*READING PASSAGE*

Howdy, partners! Toss on your boots and throw on your hats because we’re hitting the trails with some beef jerky, the favorite snack of the Old West and gas stations. But have you ever stopped to ask, what is beef jerky? What is beef jerky made of? How is beef jerky made? And most importantly, why is beef jerky so expensive? Let’s chew on some answers.
What is beef jerky?
Beef jerky is beef, trimmed into strips and dehydrated. Producers add salt to prevent bacteria from growing. Jerky has been around for quite a long time. Despite the association that jerky has with cowboys and the American frontier, it’s said that jerky began in Peru. The word “jerky” is thought to come from the indigenous Quechua word, “ch’arki” meaning “dried, salted meat.”
What is beef jerky made out of?
Beef, baby! But just about any protein can be jerkied. All you really need to make jerky is a low temperature drying method and some salt, but that’s definitely not all that goes into making all those varieties that line the shelves of modern convenience stores. Most packaged jerky also uses some kind of cure packed full of spices and additional flavors. And most commercial jerky contains sodium nitrate, which helps preserve the jerky and balance its color. Other things commonly added are soy sauce, brown sugar, paprika, lemon juice,onion powder, MSG, garlic powder, worcestershire sauce, black pepper, red pepper, jalapeno, and teriyaki sauce. Often, the jerky is smoked or producers add liquid smoke for flavor. Jerky also usually contains sugar, unless it’s biltong, a South African version of jerky.

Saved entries
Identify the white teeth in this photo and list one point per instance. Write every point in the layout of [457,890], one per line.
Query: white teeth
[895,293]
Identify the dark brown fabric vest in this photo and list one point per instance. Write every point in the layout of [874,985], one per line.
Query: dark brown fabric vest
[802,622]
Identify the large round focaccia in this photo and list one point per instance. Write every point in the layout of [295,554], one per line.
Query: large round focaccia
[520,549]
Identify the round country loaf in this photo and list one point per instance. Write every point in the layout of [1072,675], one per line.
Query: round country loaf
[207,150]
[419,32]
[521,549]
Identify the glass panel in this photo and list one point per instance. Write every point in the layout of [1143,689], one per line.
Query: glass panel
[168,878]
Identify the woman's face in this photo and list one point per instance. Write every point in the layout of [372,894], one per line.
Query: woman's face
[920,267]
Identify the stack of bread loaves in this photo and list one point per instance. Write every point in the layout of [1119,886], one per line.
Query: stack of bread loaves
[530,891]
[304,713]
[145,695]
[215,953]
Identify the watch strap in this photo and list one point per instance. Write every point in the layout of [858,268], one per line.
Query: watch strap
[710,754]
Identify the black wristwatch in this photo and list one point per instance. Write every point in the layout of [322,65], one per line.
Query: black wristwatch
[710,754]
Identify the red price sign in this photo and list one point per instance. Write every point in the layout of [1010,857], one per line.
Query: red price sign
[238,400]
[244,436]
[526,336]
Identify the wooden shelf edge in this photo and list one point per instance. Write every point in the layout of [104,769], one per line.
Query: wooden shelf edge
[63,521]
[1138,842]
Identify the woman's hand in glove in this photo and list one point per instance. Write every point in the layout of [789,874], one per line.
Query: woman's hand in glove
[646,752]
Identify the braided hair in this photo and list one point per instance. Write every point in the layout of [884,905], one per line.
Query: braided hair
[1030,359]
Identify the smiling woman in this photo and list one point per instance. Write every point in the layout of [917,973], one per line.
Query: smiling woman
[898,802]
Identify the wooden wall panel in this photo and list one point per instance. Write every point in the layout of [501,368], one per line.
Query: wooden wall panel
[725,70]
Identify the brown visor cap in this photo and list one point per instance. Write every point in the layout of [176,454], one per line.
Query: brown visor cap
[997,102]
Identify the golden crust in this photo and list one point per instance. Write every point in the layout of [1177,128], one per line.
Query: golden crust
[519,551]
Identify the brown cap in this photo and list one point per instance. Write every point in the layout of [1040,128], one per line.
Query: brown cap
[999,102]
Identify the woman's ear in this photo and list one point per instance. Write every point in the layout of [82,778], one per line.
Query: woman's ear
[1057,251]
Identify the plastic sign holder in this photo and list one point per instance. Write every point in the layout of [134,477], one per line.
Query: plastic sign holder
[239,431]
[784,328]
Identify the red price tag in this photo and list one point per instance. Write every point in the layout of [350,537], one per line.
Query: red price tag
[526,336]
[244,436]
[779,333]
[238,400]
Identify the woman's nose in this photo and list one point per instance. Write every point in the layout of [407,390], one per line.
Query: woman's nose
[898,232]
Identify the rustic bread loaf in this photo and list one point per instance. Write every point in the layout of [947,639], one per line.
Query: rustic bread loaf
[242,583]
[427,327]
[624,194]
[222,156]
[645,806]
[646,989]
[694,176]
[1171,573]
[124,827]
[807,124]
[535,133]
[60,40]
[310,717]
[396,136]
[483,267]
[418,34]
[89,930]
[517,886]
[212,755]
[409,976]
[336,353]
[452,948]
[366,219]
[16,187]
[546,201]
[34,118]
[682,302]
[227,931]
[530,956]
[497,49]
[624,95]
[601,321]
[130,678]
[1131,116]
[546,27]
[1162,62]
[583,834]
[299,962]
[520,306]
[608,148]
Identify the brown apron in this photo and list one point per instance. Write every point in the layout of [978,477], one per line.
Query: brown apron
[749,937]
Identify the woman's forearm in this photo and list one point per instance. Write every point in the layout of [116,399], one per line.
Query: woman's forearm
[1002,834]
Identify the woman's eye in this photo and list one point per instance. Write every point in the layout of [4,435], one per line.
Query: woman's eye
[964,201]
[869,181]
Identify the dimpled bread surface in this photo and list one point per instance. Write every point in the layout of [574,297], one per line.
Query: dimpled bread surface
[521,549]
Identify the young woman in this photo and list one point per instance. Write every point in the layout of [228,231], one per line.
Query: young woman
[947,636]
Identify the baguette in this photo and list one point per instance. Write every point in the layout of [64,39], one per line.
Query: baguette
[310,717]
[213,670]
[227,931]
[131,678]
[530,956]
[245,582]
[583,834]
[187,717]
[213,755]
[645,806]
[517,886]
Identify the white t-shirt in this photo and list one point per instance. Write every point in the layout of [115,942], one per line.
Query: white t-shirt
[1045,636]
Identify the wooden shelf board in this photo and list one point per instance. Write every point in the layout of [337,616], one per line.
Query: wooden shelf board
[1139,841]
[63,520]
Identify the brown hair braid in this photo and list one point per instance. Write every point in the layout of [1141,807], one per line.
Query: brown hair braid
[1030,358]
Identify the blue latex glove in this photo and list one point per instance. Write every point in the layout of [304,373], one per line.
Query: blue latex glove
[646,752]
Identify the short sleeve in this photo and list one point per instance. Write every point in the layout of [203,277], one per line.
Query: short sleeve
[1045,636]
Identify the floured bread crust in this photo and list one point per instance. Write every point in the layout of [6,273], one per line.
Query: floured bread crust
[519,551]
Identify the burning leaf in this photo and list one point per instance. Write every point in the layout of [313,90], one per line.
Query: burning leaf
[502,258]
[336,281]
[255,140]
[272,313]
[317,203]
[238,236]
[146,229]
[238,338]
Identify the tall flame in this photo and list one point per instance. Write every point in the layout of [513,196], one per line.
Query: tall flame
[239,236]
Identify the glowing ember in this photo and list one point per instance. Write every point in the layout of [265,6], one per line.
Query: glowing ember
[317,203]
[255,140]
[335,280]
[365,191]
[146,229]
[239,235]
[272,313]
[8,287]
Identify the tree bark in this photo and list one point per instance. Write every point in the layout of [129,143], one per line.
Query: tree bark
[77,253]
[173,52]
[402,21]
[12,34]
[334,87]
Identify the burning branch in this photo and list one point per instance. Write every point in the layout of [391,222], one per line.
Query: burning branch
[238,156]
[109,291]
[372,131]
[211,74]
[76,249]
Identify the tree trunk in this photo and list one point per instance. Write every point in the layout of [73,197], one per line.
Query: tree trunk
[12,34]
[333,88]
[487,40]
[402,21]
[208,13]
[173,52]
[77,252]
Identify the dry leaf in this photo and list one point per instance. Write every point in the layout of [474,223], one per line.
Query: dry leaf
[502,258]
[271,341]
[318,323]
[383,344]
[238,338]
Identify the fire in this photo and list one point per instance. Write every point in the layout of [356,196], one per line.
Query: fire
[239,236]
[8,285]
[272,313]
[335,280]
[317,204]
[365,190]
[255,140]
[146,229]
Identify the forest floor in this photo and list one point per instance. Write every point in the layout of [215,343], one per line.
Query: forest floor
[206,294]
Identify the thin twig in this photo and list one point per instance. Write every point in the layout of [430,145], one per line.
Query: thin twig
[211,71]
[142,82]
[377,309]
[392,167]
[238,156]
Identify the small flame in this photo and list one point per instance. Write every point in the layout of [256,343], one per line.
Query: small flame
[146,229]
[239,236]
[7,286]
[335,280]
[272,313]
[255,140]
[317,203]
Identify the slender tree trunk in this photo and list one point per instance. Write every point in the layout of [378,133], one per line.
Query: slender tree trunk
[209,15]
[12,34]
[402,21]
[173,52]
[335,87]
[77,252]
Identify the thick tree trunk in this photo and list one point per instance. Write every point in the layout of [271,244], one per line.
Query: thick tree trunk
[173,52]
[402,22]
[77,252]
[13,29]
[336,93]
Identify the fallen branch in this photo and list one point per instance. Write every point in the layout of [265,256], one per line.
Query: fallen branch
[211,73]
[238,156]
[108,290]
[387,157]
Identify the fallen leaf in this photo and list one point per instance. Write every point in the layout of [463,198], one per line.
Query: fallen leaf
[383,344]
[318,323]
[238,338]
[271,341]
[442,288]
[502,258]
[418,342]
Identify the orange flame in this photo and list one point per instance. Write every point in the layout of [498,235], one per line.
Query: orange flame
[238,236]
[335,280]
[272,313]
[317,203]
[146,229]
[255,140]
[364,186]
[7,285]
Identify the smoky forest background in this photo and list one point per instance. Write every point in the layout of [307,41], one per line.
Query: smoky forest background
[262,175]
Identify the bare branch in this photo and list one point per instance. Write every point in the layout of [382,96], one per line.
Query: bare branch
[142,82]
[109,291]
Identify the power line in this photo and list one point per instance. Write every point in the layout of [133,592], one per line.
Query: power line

*YOUR INSTRUCTIONS*
Retype the stretch of the beef jerky article above from "What is beef jerky made out" through "version of jerky.".

*RESULT OF THIS EXERCISE*
What is beef jerky made out of?
Beef, baby! But just about any protein can be jerkied. All you really need to make jerky is a low temperature drying method and some salt, but that’s definitely not all that goes into making all those varieties that line the shelves of modern convenience stores. Most packaged jerky also uses some kind of cure packed full of spices and additional flavors. And most commercial jerky contains sodium nitrate, which helps preserve the jerky and balance its color. Other things commonly added are soy sauce, brown sugar, paprika, lemon juice,onion powder, MSG, garlic powder, worcestershire sauce, black pepper, red pepper, jalapeno, and teriyaki sauce. Often, the jerky is smoked or producers add liquid smoke for flavor. Jerky also usually contains sugar, unless it’s biltong, a South African version of jerky.